Excerpts of location labeling data
- - -
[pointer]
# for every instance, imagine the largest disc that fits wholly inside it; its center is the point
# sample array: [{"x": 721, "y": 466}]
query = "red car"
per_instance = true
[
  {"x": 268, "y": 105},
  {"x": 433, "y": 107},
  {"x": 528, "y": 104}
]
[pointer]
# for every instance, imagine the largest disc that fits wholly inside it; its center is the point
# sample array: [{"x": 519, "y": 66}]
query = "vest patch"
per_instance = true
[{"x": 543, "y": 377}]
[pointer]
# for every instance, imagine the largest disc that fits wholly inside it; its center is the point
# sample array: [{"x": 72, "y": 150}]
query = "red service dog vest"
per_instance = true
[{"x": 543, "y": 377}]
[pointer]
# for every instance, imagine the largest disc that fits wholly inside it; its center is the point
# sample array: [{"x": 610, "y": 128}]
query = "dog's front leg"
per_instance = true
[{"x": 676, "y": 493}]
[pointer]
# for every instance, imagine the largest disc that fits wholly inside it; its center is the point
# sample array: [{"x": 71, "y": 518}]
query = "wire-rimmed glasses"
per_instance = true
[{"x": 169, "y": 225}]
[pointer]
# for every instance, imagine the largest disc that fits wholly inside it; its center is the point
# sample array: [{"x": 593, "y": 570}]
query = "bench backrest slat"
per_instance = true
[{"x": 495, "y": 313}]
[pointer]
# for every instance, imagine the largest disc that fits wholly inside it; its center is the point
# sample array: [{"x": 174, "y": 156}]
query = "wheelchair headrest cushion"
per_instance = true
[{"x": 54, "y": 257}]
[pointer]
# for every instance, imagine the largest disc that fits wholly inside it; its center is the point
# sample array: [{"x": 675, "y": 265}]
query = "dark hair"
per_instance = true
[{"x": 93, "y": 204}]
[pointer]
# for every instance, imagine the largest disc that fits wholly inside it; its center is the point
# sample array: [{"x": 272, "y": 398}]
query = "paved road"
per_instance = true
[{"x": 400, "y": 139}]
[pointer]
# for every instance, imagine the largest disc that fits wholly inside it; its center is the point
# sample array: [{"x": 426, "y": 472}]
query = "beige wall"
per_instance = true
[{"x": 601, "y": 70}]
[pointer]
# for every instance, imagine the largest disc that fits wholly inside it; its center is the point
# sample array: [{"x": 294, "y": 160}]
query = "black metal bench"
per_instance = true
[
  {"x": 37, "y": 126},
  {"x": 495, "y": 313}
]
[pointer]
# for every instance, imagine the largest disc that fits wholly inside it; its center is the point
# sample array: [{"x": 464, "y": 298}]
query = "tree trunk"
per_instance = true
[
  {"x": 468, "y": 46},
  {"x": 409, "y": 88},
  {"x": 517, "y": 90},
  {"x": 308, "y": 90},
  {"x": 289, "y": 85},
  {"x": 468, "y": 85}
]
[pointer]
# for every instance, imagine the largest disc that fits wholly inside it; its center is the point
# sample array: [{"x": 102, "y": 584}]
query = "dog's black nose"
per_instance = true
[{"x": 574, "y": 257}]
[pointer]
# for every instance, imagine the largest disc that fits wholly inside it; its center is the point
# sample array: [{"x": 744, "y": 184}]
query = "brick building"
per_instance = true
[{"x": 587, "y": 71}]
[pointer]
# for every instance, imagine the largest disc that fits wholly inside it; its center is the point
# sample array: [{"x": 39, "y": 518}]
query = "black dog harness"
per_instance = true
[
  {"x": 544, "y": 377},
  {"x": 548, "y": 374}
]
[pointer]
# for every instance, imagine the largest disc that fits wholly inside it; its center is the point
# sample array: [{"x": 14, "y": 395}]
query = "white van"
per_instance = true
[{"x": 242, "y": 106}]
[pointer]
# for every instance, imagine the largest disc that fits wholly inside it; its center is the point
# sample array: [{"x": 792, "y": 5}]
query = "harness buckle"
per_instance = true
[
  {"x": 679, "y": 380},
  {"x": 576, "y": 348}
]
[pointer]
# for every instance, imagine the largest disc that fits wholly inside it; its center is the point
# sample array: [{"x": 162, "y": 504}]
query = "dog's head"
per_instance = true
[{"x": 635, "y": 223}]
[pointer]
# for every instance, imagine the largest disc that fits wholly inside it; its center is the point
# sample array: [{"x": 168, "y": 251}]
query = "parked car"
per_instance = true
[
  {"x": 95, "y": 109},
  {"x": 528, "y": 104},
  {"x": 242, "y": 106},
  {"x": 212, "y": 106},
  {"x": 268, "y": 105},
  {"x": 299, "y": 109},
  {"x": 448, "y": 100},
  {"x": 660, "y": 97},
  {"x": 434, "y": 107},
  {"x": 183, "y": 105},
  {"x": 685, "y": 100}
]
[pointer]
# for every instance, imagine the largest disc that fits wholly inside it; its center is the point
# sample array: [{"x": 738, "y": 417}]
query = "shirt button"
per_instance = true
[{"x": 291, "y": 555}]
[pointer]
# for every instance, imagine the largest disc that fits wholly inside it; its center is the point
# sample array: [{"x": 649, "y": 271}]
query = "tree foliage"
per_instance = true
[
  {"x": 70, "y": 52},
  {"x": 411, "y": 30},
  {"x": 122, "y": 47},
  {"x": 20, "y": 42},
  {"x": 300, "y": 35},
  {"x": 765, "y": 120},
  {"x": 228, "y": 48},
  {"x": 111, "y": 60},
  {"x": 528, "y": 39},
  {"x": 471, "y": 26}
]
- - -
EXERCISE :: Copy all of the material word for word.

PROBLEM SOLUTION ::
[pointer]
# for every instance, imagine the largest disc that fits wholly inside it; its center is the point
# sample array: [{"x": 721, "y": 466}]
query = "red car"
per_instance = true
[
  {"x": 268, "y": 105},
  {"x": 433, "y": 107},
  {"x": 528, "y": 104}
]
[pointer]
# for every instance, imagine the largest disc that fits wholly inside it; its center is the point
# sample array: [{"x": 519, "y": 66}]
query = "vest patch"
per_instance = true
[{"x": 543, "y": 377}]
[pointer]
# for every instance, imagine the largest disc that fits wholly inside it; its center is the point
# sample array: [{"x": 72, "y": 150}]
query = "red service dog vest"
per_instance = true
[{"x": 543, "y": 377}]
[pointer]
# for every instance, imagine the largest disc that fits wholly inside it; its center is the point
# sample array: [{"x": 610, "y": 128}]
query = "dog's front leg"
per_instance = true
[{"x": 676, "y": 493}]
[pointer]
# for every instance, imagine the largest disc that fits wholly inside it; its center is the point
# sample array: [{"x": 71, "y": 518}]
query = "wire-rimmed glasses"
per_instance = true
[{"x": 169, "y": 225}]
[pointer]
# for every instance, imagine the largest disc that fits wholly inside it; its center is the point
# sample array: [{"x": 593, "y": 570}]
query = "bench backrest slat"
per_instance = true
[{"x": 495, "y": 313}]
[pointer]
# for every instance, imagine the largest disc that fits wholly inside it; its center is the point
# sample array: [{"x": 174, "y": 156}]
query = "wheelchair headrest cushion"
per_instance = true
[{"x": 54, "y": 257}]
[pointer]
# for every instance, imagine the largest disc that fits wholly inside it; its center is the point
# sample array: [{"x": 675, "y": 265}]
query = "dark hair"
per_instance = true
[{"x": 93, "y": 204}]
[pointer]
# for every instance, imagine the largest disc that fits wholly inside it; its center is the point
# sample array: [{"x": 272, "y": 398}]
query = "paved road"
per_instance = true
[{"x": 400, "y": 139}]
[pointer]
# for every instance, imagine the largest disc that fits wholly inside it; its center is the point
# sample array: [{"x": 426, "y": 472}]
query = "beige wall"
per_instance = true
[{"x": 601, "y": 70}]
[pointer]
# for every instance, imagine the largest disc that fits wholly inside it; its center is the point
# sample array: [{"x": 294, "y": 160}]
query = "black metal bench"
per_instance = true
[
  {"x": 37, "y": 126},
  {"x": 495, "y": 313}
]
[pointer]
# for every instance, imagine the largest disc that fits wholly inside it; its center is the point
# sample array: [{"x": 464, "y": 298}]
query = "tree trunk"
per_instance = true
[
  {"x": 468, "y": 46},
  {"x": 409, "y": 88},
  {"x": 517, "y": 90},
  {"x": 308, "y": 90},
  {"x": 289, "y": 85},
  {"x": 468, "y": 85}
]
[pointer]
# for every instance, imagine the largest disc that fits wholly inside it; its center is the point
# sample array: [{"x": 102, "y": 584}]
query = "dog's black nose"
per_instance = true
[{"x": 574, "y": 257}]
[pointer]
# for every instance, imagine the largest disc that fits wholly inside it; its center is the point
# sample array: [{"x": 744, "y": 184}]
query = "brick building"
per_instance = true
[{"x": 587, "y": 71}]
[pointer]
# for every instance, imagine the largest disc that fits wholly inside it; its center is the point
# sample array: [{"x": 39, "y": 518}]
query = "black dog harness"
per_instance = true
[
  {"x": 544, "y": 377},
  {"x": 548, "y": 374}
]
[pointer]
# for every instance, imagine the largest disc that fits wholly inside it; its center is the point
# sample array: [{"x": 14, "y": 395}]
query = "white van"
per_instance = true
[{"x": 242, "y": 106}]
[pointer]
# for every instance, imagine the largest disc that fits wholly inside it; its center is the point
# sample array: [{"x": 792, "y": 5}]
query = "harness buckle"
per_instance = true
[
  {"x": 679, "y": 380},
  {"x": 576, "y": 348}
]
[pointer]
# for every instance, imagine the largest disc that fits wholly inside it; its center is the point
# sample array: [{"x": 162, "y": 504}]
query = "dog's head"
per_instance = true
[{"x": 635, "y": 223}]
[pointer]
# for every instance, imagine the largest disc that fits wholly inside it; its center is the point
# sample array: [{"x": 168, "y": 251}]
query = "parked car"
per_instance = true
[
  {"x": 95, "y": 109},
  {"x": 528, "y": 104},
  {"x": 242, "y": 106},
  {"x": 212, "y": 106},
  {"x": 268, "y": 105},
  {"x": 299, "y": 109},
  {"x": 448, "y": 100},
  {"x": 660, "y": 97},
  {"x": 434, "y": 107},
  {"x": 183, "y": 105},
  {"x": 685, "y": 100}
]
[pointer]
# for every instance, imagine the largest disc that fits wholly inside it; its center is the point
# sample array: [{"x": 738, "y": 417}]
query = "shirt button"
per_instance = true
[{"x": 291, "y": 555}]
[pointer]
# for every instance, imagine the largest disc that fits wholly inside it; its center is the point
# sample array: [{"x": 649, "y": 271}]
query = "tree foliage"
per_instance = true
[
  {"x": 70, "y": 52},
  {"x": 411, "y": 30},
  {"x": 122, "y": 47},
  {"x": 20, "y": 42},
  {"x": 300, "y": 35},
  {"x": 765, "y": 120},
  {"x": 228, "y": 48},
  {"x": 111, "y": 60},
  {"x": 528, "y": 39},
  {"x": 471, "y": 26}
]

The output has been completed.